**TEXT BLOCK:**
• • • • • • •

PROPERTY AMPLIFICATION
What's particularly exciting in the study of nanoparticles, nanostructured materials, and nanodevices is their ability to also add value to materials and products through enhancement of specific properties, such as the following:
- Mechanical strength. Nanostructured powders have been produced by plasma processing where the reactor vaporizes coarse metal particles (Froes 1998, 105-6); by combustion synthesis where redox reactions take place at elevated temperatures, followed by quenching; and by mechanical alloying with gas atomization. When nanocrystalline powders achieved by these means are compacted and applied as a coating, they lend significant strength and ductility to a variety of conventional materials such as ceramic, composites, and metal alloys.
- Superconductivity. Brus (1996) describes the nature of the superconductivity effect in detail. It involves a deposition of nanocrystals on substrates, leading to improved optical and electrical properties.
- Covering power. Because nanostructuring increases the number of active sites-there are many more atoms per grain boundary-the enhanced surface area leads to a reduced material requirement, which in turn can lower cost (Solomaon and Hawthorne 1983).
- Ability to incorporate high cost materials. Expensive materials such as colorants and drugs may be effectively dispersed in small and controlled quantities through nanostructuring (Schnur 1994).
- Environmental value. Improvements in environmental impact are achieved by utilizing nanostructure particulates in coatings and thus eliminating the requirement for toxic solvents. By eliminating hazardous wastes, nanocoatings can both reduce a company's disposal costs and improve its environmental position.
Thus, nanostructured dispersions and coatings can significantly reduce material costs and improve performance and functionality in a large variety of applications. In all of the sites the WTEC panel visited in Europe, Russia, and Japan, research groups were interested in achieving one or more of the properties listed above.

• • • • • • •

**Records from a data collection:**
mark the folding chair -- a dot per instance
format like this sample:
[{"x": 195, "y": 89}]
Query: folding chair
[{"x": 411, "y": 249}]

• • • • • • •

Reproduce everything in the property amplification text from "- Covering power." down to "and Hawthorne 1983).". Work from the property amplification text alone.

- Covering power. Because nanostructuring increases the number of active sites-there are many more atoms per grain boundary-the enhanced surface area leads to a reduced material requirement, which in turn can lower cost (Solomaon and Hawthorne 1983).